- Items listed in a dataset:
**********

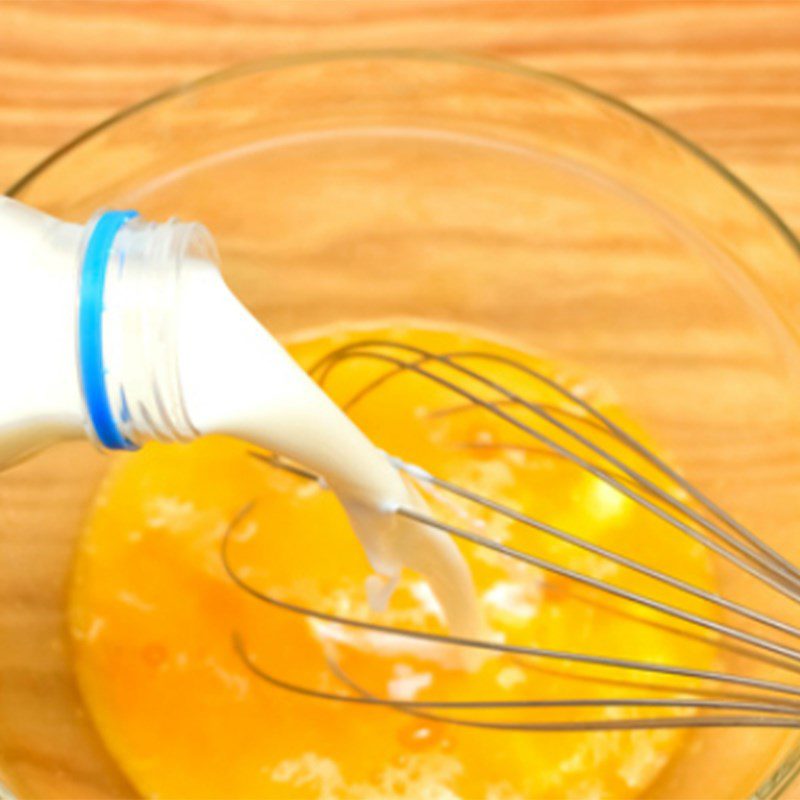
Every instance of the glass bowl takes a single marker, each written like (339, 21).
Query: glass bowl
(450, 190)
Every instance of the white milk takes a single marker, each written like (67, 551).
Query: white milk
(182, 357)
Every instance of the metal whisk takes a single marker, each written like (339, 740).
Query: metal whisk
(576, 431)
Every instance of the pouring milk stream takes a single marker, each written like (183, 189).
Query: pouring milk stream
(123, 331)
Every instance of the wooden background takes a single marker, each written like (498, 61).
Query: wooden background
(727, 74)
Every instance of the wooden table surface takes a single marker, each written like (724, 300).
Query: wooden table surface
(727, 74)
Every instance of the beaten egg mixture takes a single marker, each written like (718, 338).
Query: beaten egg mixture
(154, 612)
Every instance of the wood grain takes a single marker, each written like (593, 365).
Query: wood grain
(726, 74)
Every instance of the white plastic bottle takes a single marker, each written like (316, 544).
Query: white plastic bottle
(123, 331)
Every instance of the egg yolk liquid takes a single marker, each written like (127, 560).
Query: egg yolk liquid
(153, 611)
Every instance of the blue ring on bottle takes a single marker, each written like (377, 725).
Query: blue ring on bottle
(90, 328)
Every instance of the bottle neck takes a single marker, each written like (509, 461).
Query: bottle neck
(129, 297)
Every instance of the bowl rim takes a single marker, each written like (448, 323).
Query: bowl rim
(783, 776)
(412, 54)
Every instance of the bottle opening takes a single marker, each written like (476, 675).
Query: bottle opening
(127, 327)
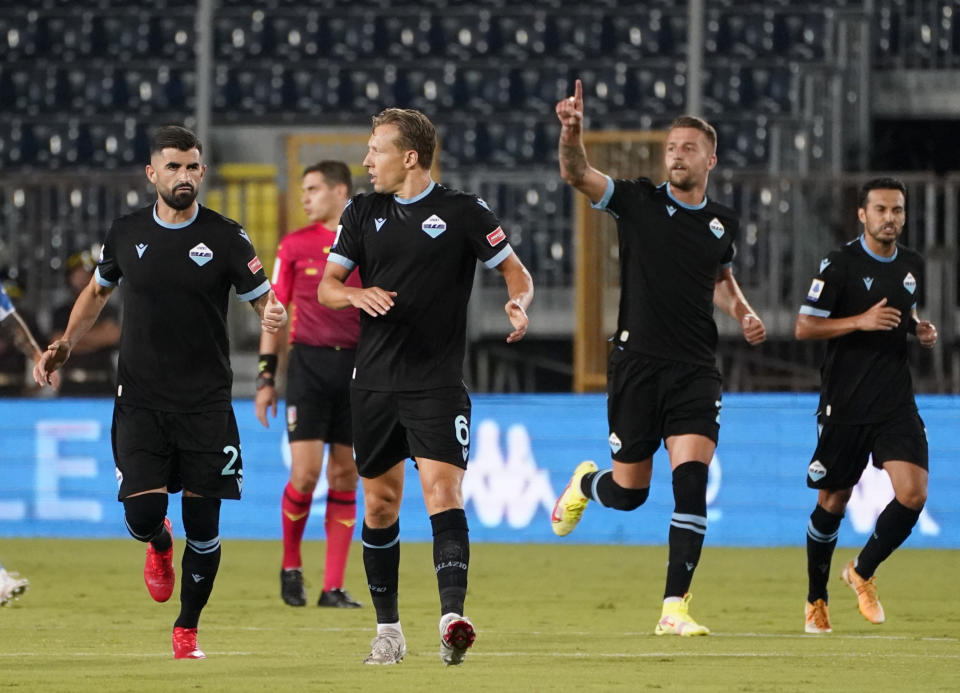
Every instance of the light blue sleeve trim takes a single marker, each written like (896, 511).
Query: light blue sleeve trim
(607, 194)
(342, 261)
(101, 281)
(256, 293)
(815, 312)
(499, 257)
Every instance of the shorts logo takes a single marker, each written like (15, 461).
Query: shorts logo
(434, 226)
(716, 227)
(816, 288)
(816, 471)
(200, 254)
(496, 236)
(615, 443)
(910, 282)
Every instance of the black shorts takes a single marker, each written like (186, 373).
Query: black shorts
(318, 393)
(199, 452)
(650, 399)
(844, 449)
(391, 426)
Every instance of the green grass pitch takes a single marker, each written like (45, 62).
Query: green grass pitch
(549, 618)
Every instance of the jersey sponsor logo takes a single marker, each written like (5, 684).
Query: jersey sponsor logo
(815, 290)
(434, 226)
(716, 227)
(615, 443)
(816, 471)
(200, 254)
(910, 282)
(496, 236)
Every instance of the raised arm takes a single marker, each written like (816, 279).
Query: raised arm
(728, 297)
(520, 288)
(84, 314)
(574, 168)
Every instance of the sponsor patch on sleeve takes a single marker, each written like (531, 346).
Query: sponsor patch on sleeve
(496, 236)
(815, 290)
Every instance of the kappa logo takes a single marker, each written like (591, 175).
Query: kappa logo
(910, 282)
(816, 288)
(434, 226)
(816, 471)
(615, 443)
(716, 227)
(200, 254)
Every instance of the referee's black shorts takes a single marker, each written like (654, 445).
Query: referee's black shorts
(843, 450)
(651, 399)
(392, 426)
(318, 394)
(197, 451)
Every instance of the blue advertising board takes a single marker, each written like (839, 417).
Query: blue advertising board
(57, 477)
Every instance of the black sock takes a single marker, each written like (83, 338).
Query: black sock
(600, 487)
(144, 515)
(381, 559)
(687, 526)
(451, 558)
(893, 527)
(822, 533)
(201, 557)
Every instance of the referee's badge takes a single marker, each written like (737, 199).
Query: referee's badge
(716, 227)
(200, 254)
(910, 282)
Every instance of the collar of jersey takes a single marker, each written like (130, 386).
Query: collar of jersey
(181, 225)
(878, 258)
(684, 204)
(416, 198)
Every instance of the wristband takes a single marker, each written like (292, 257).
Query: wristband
(267, 363)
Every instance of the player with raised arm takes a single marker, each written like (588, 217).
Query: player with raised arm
(676, 250)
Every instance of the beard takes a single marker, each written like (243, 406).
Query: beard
(180, 198)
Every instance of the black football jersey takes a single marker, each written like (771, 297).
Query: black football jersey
(865, 375)
(176, 279)
(671, 254)
(426, 249)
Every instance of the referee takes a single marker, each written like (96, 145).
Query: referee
(416, 245)
(676, 250)
(173, 423)
(864, 302)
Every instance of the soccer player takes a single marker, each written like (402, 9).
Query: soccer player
(676, 249)
(864, 302)
(323, 346)
(173, 424)
(416, 244)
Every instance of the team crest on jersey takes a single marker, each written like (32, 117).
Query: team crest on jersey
(910, 282)
(816, 471)
(434, 226)
(716, 227)
(496, 236)
(201, 254)
(815, 290)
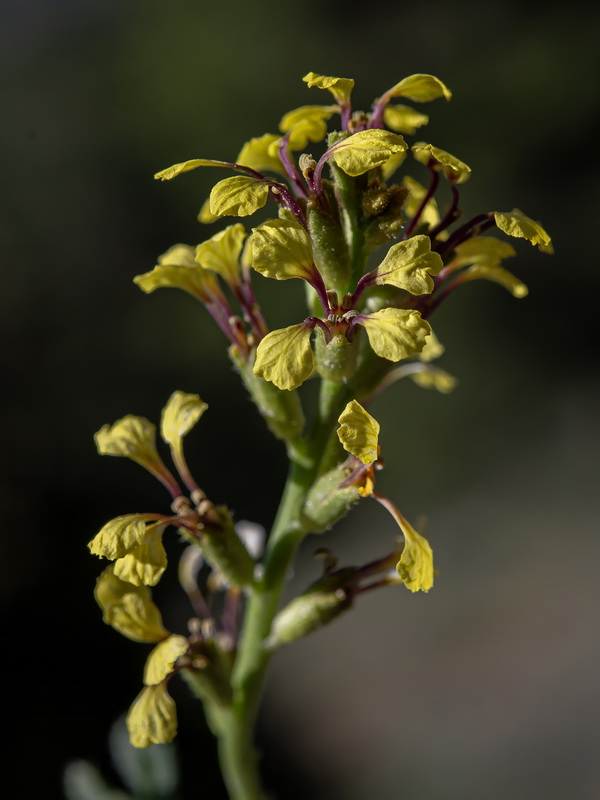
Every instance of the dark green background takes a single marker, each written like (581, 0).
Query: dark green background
(486, 687)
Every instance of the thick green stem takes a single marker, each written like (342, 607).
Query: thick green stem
(239, 759)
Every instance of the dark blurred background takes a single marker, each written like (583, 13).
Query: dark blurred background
(487, 686)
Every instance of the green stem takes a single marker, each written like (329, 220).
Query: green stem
(238, 757)
(237, 753)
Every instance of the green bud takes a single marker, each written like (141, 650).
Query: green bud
(211, 680)
(326, 502)
(322, 602)
(329, 248)
(224, 549)
(336, 360)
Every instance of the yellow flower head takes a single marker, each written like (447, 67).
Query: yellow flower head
(409, 265)
(161, 661)
(340, 88)
(132, 437)
(366, 150)
(128, 608)
(285, 356)
(516, 223)
(221, 253)
(177, 269)
(152, 719)
(415, 567)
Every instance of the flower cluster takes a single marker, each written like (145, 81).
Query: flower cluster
(367, 311)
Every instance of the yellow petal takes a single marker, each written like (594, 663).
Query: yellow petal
(205, 216)
(194, 280)
(152, 719)
(415, 567)
(186, 166)
(160, 662)
(430, 213)
(179, 416)
(258, 155)
(433, 348)
(409, 265)
(144, 565)
(340, 88)
(420, 88)
(285, 357)
(359, 432)
(239, 196)
(404, 119)
(516, 223)
(366, 150)
(498, 275)
(281, 249)
(485, 250)
(132, 437)
(118, 537)
(453, 167)
(221, 253)
(129, 609)
(396, 333)
(434, 378)
(392, 164)
(306, 114)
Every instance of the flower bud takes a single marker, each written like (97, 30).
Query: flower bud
(327, 502)
(320, 604)
(224, 549)
(336, 359)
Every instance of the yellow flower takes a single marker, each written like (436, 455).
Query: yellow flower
(453, 168)
(420, 88)
(177, 269)
(366, 150)
(221, 253)
(239, 196)
(285, 356)
(128, 608)
(409, 265)
(340, 88)
(359, 433)
(258, 154)
(395, 333)
(161, 661)
(152, 719)
(415, 567)
(179, 416)
(516, 223)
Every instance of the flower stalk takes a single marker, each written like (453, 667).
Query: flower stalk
(365, 329)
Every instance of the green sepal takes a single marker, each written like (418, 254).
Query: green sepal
(224, 549)
(349, 192)
(326, 502)
(320, 604)
(330, 251)
(281, 410)
(212, 681)
(336, 359)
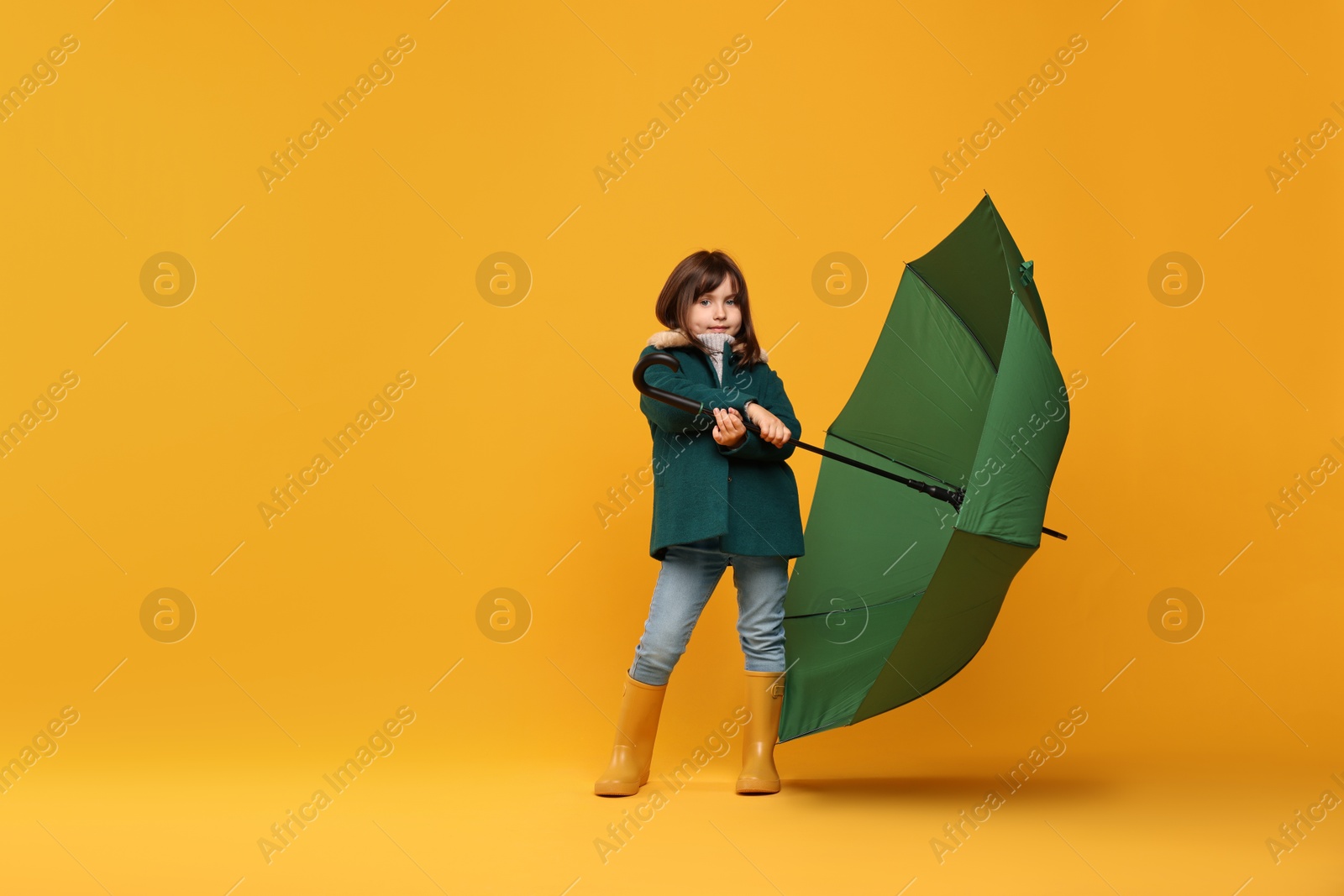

**********

- Description of the task:
Pictures should be left out when the records above are restated exactly.

- Task solution:
Every instance of the glass bowl takes a single marker, each written like (339, 21).
Query: glass bowl
(450, 190)
Every instance of the white milk takes a single marker, each written like (67, 551).
Query: white milk
(182, 357)
Every instance of the metal whisk takes a single marker, each written like (339, 740).
Query: metal whisk
(576, 431)
Every instance of the pouring milk stream takes a single marker, each written like (183, 189).
Query: pouring milk stream
(123, 331)
Every instance of the wooden background takes a single marker, each written like (498, 61).
Query: wooden background
(727, 74)
Every instance of the wooden table surface takes a single marker, each written like (724, 300).
Query: wooden table surface
(727, 74)
Every instance of the beaten egg mixture takes a single marker, each written like (718, 338).
Query: beaten egg mixture
(154, 612)
Every instance of the wood grain takes a single marker, each written like (593, 365).
Query: wood grain
(726, 74)
Every instance of the white plastic bottle takes a single marker, each written like (316, 544).
Query: white plastic bottle
(123, 331)
Every instance of the egg yolk liquid takes a single marker, each written like (127, 560).
Query: egg yolk liquid
(153, 611)
Every instance of the blue ring on bottle takes a single marker, each written like (377, 725).
Query: blue ring on bottle
(90, 328)
Every instance of the bottle neck takes a single marker, each written like (509, 461).
Query: bottle neck
(129, 297)
Every instance of the bowl rim takes a single marker, each written like (448, 323).
Query: bowl rim
(783, 776)
(412, 54)
Every instance of the bottle opening takes a single marker, each written like (476, 675).
Query: bottle opening
(127, 327)
Every instance of the light blue sleeve trim takes a single marker, each written like (896, 511).
Query: light blue sleeve trim
(607, 194)
(342, 261)
(101, 281)
(256, 293)
(815, 312)
(499, 257)
Every instance of the shorts logo takes a single marker, each written like (15, 461).
Query: shorts logo
(434, 226)
(716, 227)
(816, 288)
(816, 471)
(200, 254)
(496, 236)
(615, 443)
(910, 282)
Every instance of the black shorts takes a single marker, each written like (186, 373).
Query: black shorts
(318, 393)
(199, 452)
(650, 399)
(844, 449)
(391, 426)
Every instance of the green grass pitch takes a single marker, each written like (45, 62).
Query: green grass pitch
(549, 618)
Every instance of the jersey sponsor logo takes a single marker, each written like (5, 684).
Query: jersey sponsor logo
(815, 290)
(434, 226)
(716, 227)
(615, 443)
(816, 471)
(200, 254)
(910, 282)
(496, 236)
Every instance of the raised arm takes a single marker, each written like (816, 279).
Query: raised arm
(728, 297)
(520, 288)
(84, 314)
(574, 168)
Every instance of the sponsor patch on sleeve takes a single marker, each written like (531, 346).
Query: sponsor patch on sleeve
(496, 236)
(815, 290)
Every instance of the kappa logo takes a single marker, each written like (591, 175).
Query: kappa logo
(910, 282)
(816, 288)
(434, 226)
(816, 471)
(615, 443)
(716, 227)
(200, 254)
Every instance of the referee's black shorts takes a single marker, each written like (654, 445).
Query: referee's black shorts
(843, 450)
(651, 399)
(392, 426)
(318, 394)
(197, 451)
Every instance of the blue advertising board takes a single marker, each written like (839, 417).
Query: blue advertising board
(57, 477)
Every instance of the black sock takes a single marker, each written like (83, 338).
Query: black sock
(600, 487)
(144, 515)
(381, 559)
(687, 526)
(451, 558)
(893, 527)
(822, 533)
(201, 557)
Every instance of the referee's badge takes a single marker, each written like (737, 199).
Query: referee's badge
(716, 227)
(200, 254)
(910, 282)
Every instance of the collar of jersey takes a single marker, each written like (130, 386).
Query: collar of jersey
(181, 225)
(878, 258)
(684, 204)
(416, 198)
Every instance of the wristband takes a single marker, each written like (292, 257).
Query: wristband
(267, 363)
Every instance of the player with raised arm takes a single marker, each written like (588, 217).
Query: player with raised arm
(676, 250)
Every instance of the beard takes a single marker, each written like (243, 406).
Query: beard
(180, 198)
Every instance of the black football jersey takes a single marker, each written like (771, 297).
Query: black football jersey
(865, 375)
(176, 279)
(671, 254)
(426, 249)
Every instance of the referee takes a single marker, each written like (96, 145).
Query: referee
(416, 245)
(676, 250)
(173, 423)
(864, 302)
Every instance of the soccer player takes a single marker, each written like (402, 9).
Query: soccer player
(676, 249)
(864, 302)
(323, 346)
(173, 424)
(416, 244)
Every instance of the team crest on jersey takes a single marker, each written like (32, 117).
Query: team crest on jersey
(910, 282)
(816, 471)
(434, 226)
(716, 227)
(496, 236)
(201, 254)
(815, 290)
Every instance of the dark green background takes a single marker, each written like (581, 0).
Query: dark green background
(486, 687)
Every instance of the thick green stem takes a single marker, each written like (342, 607).
Query: thick green stem
(239, 759)
Every instance of the dark blurred background takes a single marker, each written like (583, 13).
Query: dark blurred background
(487, 686)
Every instance of the green stem takes a single marker, each written like (329, 220).
Query: green stem
(238, 757)
(237, 753)
Every instance of the green bud takes a single marker, each written like (141, 650).
Query: green bud
(211, 680)
(326, 502)
(322, 602)
(329, 248)
(224, 549)
(336, 360)
Every instance of the yellow flower head takes a single marker, each written like (447, 67).
Query: yellow flower head
(409, 265)
(161, 661)
(340, 88)
(132, 437)
(366, 150)
(128, 608)
(285, 356)
(516, 223)
(221, 253)
(177, 269)
(152, 719)
(415, 567)
Every instance of the flower cluster takes a single marker, each written like (145, 81).
Query: flower cluster
(367, 311)
Every instance of the yellow petal takes a single marker, each written like (594, 663).
Query: yellow petal
(205, 216)
(194, 280)
(152, 719)
(415, 567)
(186, 166)
(160, 662)
(430, 213)
(179, 416)
(258, 155)
(433, 348)
(409, 265)
(144, 565)
(340, 88)
(420, 88)
(285, 357)
(359, 432)
(239, 196)
(404, 119)
(516, 223)
(366, 150)
(498, 275)
(281, 249)
(485, 250)
(132, 437)
(118, 537)
(453, 167)
(221, 253)
(129, 609)
(396, 333)
(434, 378)
(392, 164)
(306, 114)
Every instance of the flower bud takes a single marker, each written like (97, 30).
Query: flower bud
(327, 502)
(320, 604)
(224, 549)
(336, 359)
Every instance of the yellow flower takes a single marker, each written like (436, 455).
Query: yellow flower
(453, 168)
(420, 88)
(177, 269)
(366, 150)
(221, 253)
(239, 196)
(285, 356)
(128, 608)
(409, 265)
(340, 88)
(359, 433)
(258, 154)
(395, 333)
(161, 661)
(152, 719)
(415, 567)
(179, 416)
(516, 223)
Every instance of the flower stalk takes a single marker, each written like (453, 667).
Query: flower stalk
(365, 329)
Every instance of the green sepal takes a single marker, each written like (418, 254).
Query: green sepal
(224, 549)
(349, 192)
(326, 502)
(320, 604)
(330, 251)
(281, 410)
(212, 681)
(336, 359)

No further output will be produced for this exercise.